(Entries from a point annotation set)

-- Begin --

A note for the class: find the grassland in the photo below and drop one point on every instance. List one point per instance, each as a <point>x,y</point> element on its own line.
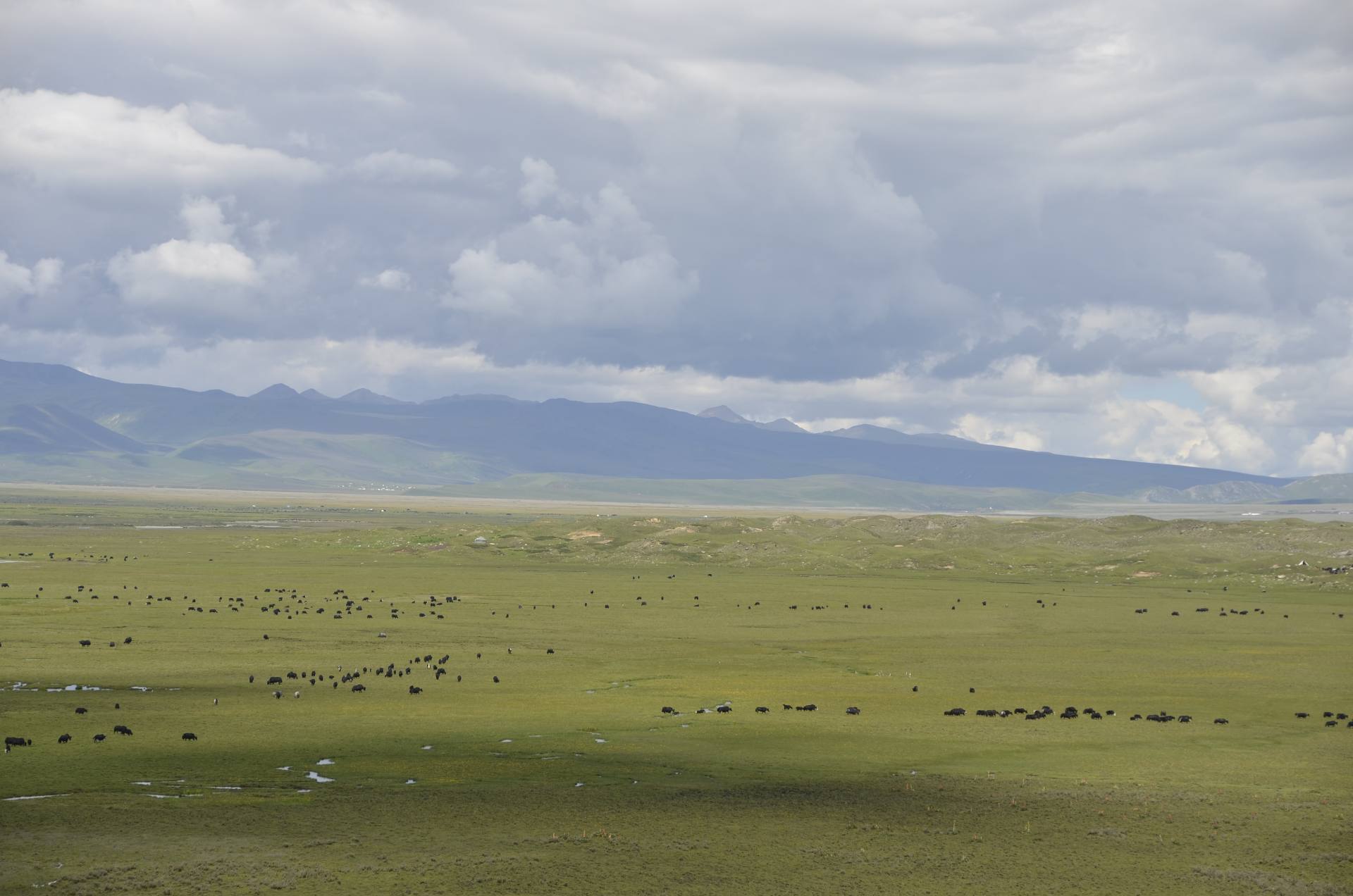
<point>898,799</point>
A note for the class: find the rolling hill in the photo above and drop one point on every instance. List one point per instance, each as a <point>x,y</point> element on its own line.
<point>116,433</point>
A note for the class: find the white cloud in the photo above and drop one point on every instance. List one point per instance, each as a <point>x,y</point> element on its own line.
<point>540,182</point>
<point>188,273</point>
<point>101,141</point>
<point>1329,452</point>
<point>996,433</point>
<point>47,275</point>
<point>206,220</point>
<point>1163,432</point>
<point>394,167</point>
<point>391,279</point>
<point>16,279</point>
<point>607,268</point>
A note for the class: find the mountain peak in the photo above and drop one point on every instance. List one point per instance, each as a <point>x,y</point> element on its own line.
<point>729,416</point>
<point>367,397</point>
<point>724,413</point>
<point>276,390</point>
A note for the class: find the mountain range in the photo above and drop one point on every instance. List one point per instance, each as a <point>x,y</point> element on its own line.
<point>61,425</point>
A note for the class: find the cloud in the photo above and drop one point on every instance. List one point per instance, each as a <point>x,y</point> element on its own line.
<point>17,280</point>
<point>390,279</point>
<point>101,141</point>
<point>605,268</point>
<point>540,182</point>
<point>394,167</point>
<point>1329,452</point>
<point>1027,221</point>
<point>996,433</point>
<point>206,276</point>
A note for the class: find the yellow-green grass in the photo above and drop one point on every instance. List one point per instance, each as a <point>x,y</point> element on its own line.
<point>694,803</point>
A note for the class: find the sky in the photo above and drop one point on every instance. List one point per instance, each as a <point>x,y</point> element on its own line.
<point>1096,228</point>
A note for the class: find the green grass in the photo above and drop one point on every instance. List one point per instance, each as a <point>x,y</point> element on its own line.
<point>697,803</point>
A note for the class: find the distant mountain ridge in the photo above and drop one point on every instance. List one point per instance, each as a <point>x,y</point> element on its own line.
<point>295,440</point>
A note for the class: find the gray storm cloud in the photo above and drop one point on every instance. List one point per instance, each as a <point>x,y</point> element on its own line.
<point>1107,229</point>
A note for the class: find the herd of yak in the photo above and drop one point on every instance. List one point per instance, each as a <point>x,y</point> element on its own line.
<point>439,668</point>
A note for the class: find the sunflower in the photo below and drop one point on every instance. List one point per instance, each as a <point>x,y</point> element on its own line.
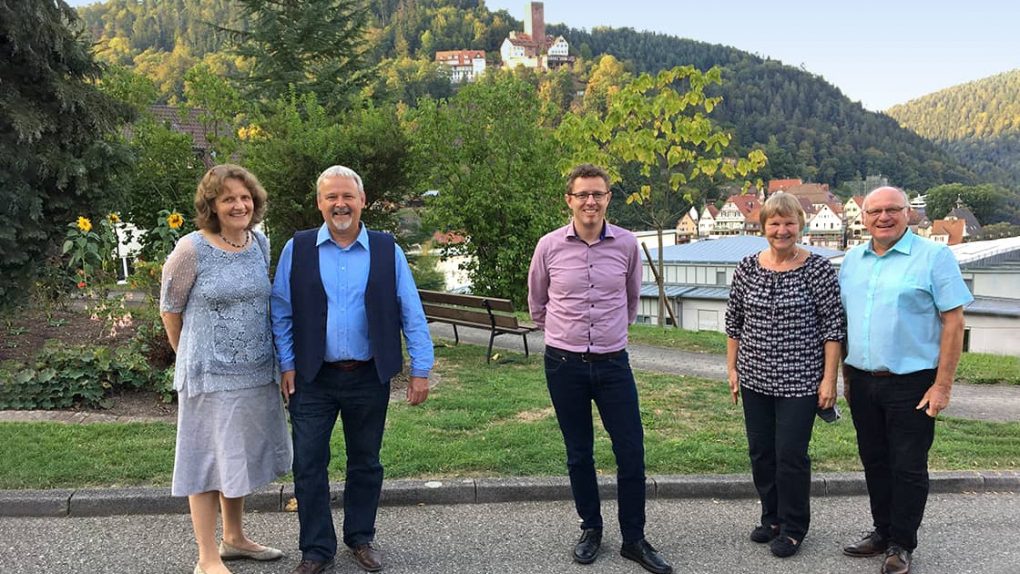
<point>174,220</point>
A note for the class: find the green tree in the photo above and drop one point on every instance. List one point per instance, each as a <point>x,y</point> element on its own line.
<point>989,203</point>
<point>55,132</point>
<point>164,173</point>
<point>296,139</point>
<point>659,126</point>
<point>314,46</point>
<point>219,106</point>
<point>488,155</point>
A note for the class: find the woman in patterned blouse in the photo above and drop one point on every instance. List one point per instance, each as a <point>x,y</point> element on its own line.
<point>784,324</point>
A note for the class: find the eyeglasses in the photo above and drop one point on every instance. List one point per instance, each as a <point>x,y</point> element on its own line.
<point>889,210</point>
<point>582,196</point>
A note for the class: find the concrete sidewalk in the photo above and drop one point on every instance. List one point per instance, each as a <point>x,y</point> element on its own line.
<point>279,498</point>
<point>962,533</point>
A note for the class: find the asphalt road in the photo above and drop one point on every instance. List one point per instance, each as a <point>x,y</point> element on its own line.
<point>962,533</point>
<point>979,402</point>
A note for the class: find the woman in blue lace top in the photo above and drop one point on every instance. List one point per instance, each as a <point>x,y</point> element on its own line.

-- End --

## Task
Present the lines above as a Markdown table with the columns "No." and "Line", one numbered row per line, skipping blank lines. Leave the pictures out.

## Answer to the task
| No. | Line |
|---|---|
| 1 | A note for the class: find the grassland in the photo below and drop one point on every instance. List one point per instance, each as a <point>x,y</point> element on its own line. |
| 2 | <point>898,799</point> |
| 3 | A note for the class: find the rolling hill in the photo above and drop one point on every instance. List one point per instance, each as a <point>x,y</point> element on its own line. |
| 4 | <point>116,433</point> |
| 5 | A note for the class: find the white cloud in the photo above and drop one point on every instance. List one point per instance, each as a <point>x,y</point> element on its own line. |
| 6 | <point>540,182</point> |
| 7 | <point>188,273</point> |
| 8 | <point>101,141</point> |
| 9 | <point>1329,452</point> |
| 10 | <point>996,433</point> |
| 11 | <point>47,275</point> |
| 12 | <point>206,220</point> |
| 13 | <point>1163,432</point> |
| 14 | <point>394,167</point> |
| 15 | <point>391,279</point> |
| 16 | <point>16,279</point> |
| 17 | <point>607,268</point> |
| 18 | A note for the class: find the mountain peak in the photo above and drop one point on every instance. List one point per instance, each as a <point>x,y</point> element on its own line. |
| 19 | <point>729,416</point> |
| 20 | <point>367,397</point> |
| 21 | <point>724,413</point> |
| 22 | <point>276,390</point> |
| 23 | A note for the class: find the mountain range in the photo above and drop one point on every instance. List one point per instance, each as a <point>x,y</point> element on its own line. |
| 24 | <point>61,425</point> |
| 25 | A note for the class: find the cloud in the photo above and drop one point on every instance. List one point per instance, each as a <point>x,y</point> element on its own line. |
| 26 | <point>17,280</point> |
| 27 | <point>390,279</point> |
| 28 | <point>101,141</point> |
| 29 | <point>605,268</point> |
| 30 | <point>540,182</point> |
| 31 | <point>394,167</point> |
| 32 | <point>1329,452</point> |
| 33 | <point>1027,221</point> |
| 34 | <point>996,433</point> |
| 35 | <point>206,276</point> |
| 36 | A note for the class: find the yellow-green grass in the photo above and drop one point on every instance. List one point per instance, each as a <point>x,y</point> element on its own line. |
| 37 | <point>694,803</point> |
| 38 | A note for the class: find the sky in the photo above and drop one point on every instance. List one point per instance, each as a <point>x,y</point> element on its own line. |
| 39 | <point>1096,228</point> |
| 40 | A note for the class: find the green grass in the photo above and drop one point on every instance. List one point per instance, each as a <point>x,y</point> element on its own line. |
| 41 | <point>697,803</point> |
| 42 | A note for the class: find the distant mountain ridge in the photo above and drop one point on every instance. List one point per instance, each as a <point>x,y</point> element on its own line. |
| 43 | <point>295,440</point> |
| 44 | A note for the class: find the gray storm cloud in the photo above and drop one point on every instance. List one point per instance, each as a <point>x,y</point> element on its own line. |
| 45 | <point>1107,229</point> |
| 46 | A note for the class: find the herd of yak in the photo above and drop one point on every instance. List one point per instance, each as a <point>x,y</point> element on its own line. |
| 47 | <point>439,668</point> |
| 48 | A note for the class: find the sunflower in the photo below and drop one point on every instance. List one point per instance, each as a <point>x,y</point> element on its own line. |
| 49 | <point>174,220</point> |
| 50 | A note for the class: find the green tree in the photo above and drop one point on every instance. List one point per instance, each as a <point>x,y</point> element on its own line. |
| 51 | <point>989,203</point> |
| 52 | <point>55,132</point> |
| 53 | <point>164,173</point> |
| 54 | <point>296,139</point> |
| 55 | <point>659,126</point> |
| 56 | <point>314,46</point> |
| 57 | <point>219,106</point> |
| 58 | <point>488,155</point> |
| 59 | A note for the class: find the woman in patterned blouse in the photo above and drop one point on every instance. List one point per instance, each as a <point>x,y</point> element on its own line. |
| 60 | <point>784,324</point> |
| 61 | A note for the class: find the eyeglasses in the photo above and drop one point on every instance. List one point per instance, each as a <point>x,y</point> element on its own line. |
| 62 | <point>889,210</point> |
| 63 | <point>582,196</point> |
| 64 | A note for the class: find the concrete sidewalk in the photo above and drop one point on every instance. List one point per instance, each as a <point>x,y</point> element on its own line. |
| 65 | <point>279,498</point> |
| 66 | <point>962,533</point> |
| 67 | A note for the class: find the asphalt road in the photo above and drop one point on every instance. List one point per instance, each as a <point>x,y</point> element on its own line. |
| 68 | <point>962,533</point> |
| 69 | <point>979,402</point> |
| 70 | A note for the class: find the woman in blue lace top in the photo above and drop one point on every instance. List one point per instance, each as a <point>x,y</point> element on its own line. |